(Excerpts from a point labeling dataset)

[start]

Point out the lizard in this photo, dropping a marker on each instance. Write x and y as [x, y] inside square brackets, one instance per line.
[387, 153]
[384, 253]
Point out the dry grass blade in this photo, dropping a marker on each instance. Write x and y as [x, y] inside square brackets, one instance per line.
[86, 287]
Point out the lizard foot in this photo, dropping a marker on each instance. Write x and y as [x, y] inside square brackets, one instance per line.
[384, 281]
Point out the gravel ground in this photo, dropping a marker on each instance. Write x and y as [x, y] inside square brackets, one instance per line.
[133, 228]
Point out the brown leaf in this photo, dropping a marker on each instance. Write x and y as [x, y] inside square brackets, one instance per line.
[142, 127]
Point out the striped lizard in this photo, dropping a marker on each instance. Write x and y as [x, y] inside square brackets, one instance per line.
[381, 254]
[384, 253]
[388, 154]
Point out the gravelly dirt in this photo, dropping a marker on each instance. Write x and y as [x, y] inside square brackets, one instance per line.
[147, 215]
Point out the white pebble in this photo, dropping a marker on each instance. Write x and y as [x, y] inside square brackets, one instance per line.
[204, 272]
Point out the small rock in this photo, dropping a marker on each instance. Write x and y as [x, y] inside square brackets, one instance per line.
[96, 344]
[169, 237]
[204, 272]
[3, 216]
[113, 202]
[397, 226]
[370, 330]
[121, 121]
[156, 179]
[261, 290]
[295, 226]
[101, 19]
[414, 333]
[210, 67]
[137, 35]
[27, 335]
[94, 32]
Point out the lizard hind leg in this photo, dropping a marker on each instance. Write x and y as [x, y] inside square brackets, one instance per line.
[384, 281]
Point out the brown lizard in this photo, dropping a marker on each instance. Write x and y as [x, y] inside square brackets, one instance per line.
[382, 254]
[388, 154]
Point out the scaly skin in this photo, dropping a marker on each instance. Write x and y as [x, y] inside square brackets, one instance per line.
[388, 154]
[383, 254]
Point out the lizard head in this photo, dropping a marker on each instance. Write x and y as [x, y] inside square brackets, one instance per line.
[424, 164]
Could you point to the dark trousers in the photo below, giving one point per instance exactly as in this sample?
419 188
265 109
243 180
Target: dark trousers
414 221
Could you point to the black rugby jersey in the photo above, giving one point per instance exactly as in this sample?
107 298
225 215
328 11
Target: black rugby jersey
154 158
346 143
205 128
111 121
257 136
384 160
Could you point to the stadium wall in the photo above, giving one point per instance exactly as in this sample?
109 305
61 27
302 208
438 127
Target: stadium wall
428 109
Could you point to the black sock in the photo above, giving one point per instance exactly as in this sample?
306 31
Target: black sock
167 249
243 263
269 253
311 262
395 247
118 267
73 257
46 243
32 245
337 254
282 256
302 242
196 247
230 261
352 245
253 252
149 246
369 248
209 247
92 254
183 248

[end]

- _What the task requires_
Edit the lines above by changing every "dropping a marker" to "placing a marker" and leaving the rest as it is.

- _Full response_
Point out the lizard in this photo, placing a marker on each instance. Write x and y as [x, y] inside square brackets, one instance per line.
[387, 153]
[384, 253]
Point out the dry grass blade in this photo, placing a marker on each instance. Write x and y as [x, y] inside square brackets, one instance per line.
[86, 287]
Point out the lizard foot in this photo, placing a marker on each instance. Write x and y as [x, y] inside square brackets, one instance per line.
[384, 281]
Point out the gravel ground in this photo, placing a marker on each instance. Write x and y as [x, y] inside square brackets, one instance per line.
[133, 228]
Point out the brown leaf in this photo, placing a marker on each instance. Write x and y as [x, y] inside square brackets, one instance per line.
[142, 127]
Point out the striped lizard in this photo, placing a marker on each instance. Write x and y as [x, y] inside square brackets, one instance per line.
[381, 254]
[384, 253]
[388, 154]
Point out the gravelly dirt in this photo, placing a marker on each instance. Write x and y as [x, y] inside square brackets, one instance per line.
[147, 215]
Point out the white pebble in this photo, placing a marker on each instance. Write x and y as [x, y] inside square brackets, one instance per line.
[204, 272]
Point out the small rock in this photo, placing a marker on each instance. Write x and y as [x, y] inside square brackets, one instance per line.
[96, 344]
[169, 237]
[204, 272]
[3, 216]
[113, 202]
[397, 226]
[370, 330]
[121, 121]
[156, 179]
[261, 290]
[295, 226]
[101, 19]
[414, 333]
[210, 67]
[137, 35]
[27, 335]
[94, 32]
Point out the lizard hind leg in this photo, placing a marker on each instance. Write x and y as [x, y] inside square brackets, one instance per line.
[384, 281]
Point out the brown lizard in this photo, placing a marker on each instance. Write x and y as [x, y] inside square brackets, one instance per line.
[382, 254]
[388, 154]
Point out the scaly skin in this photo, placing a marker on each instance. Write x and y as [x, y] inside square brackets, one instance per line.
[388, 154]
[383, 254]
Point out the lizard head in this photo, placing a marker on each instance. Write x and y as [x, y] inside square brackets, one instance per line.
[424, 164]
Could you point to the dark trousers in the photo below, giving one point per instance exactly as in this sample?
419 188
265 109
243 180
Target: dark trousers
414 221
Could you point to the black rugby jersey in the photo above, giving one point per instance exactly as in this sample?
107 298
225 215
328 11
Target: black rugby jersey
154 158
346 143
205 128
111 121
257 136
384 160
Could you point to the stadium wall in the photo above, giving one point per instance exactly as in this sample?
109 305
61 27
302 208
438 127
Target: stadium wall
428 109
Could you point to the black sock in the photo above, giving one point per instance exactly as in this sample?
306 31
Target: black sock
167 249
243 263
269 253
311 262
395 247
118 267
73 257
46 243
32 245
337 254
282 256
302 242
196 247
230 261
352 245
253 252
149 246
369 248
209 247
92 254
183 248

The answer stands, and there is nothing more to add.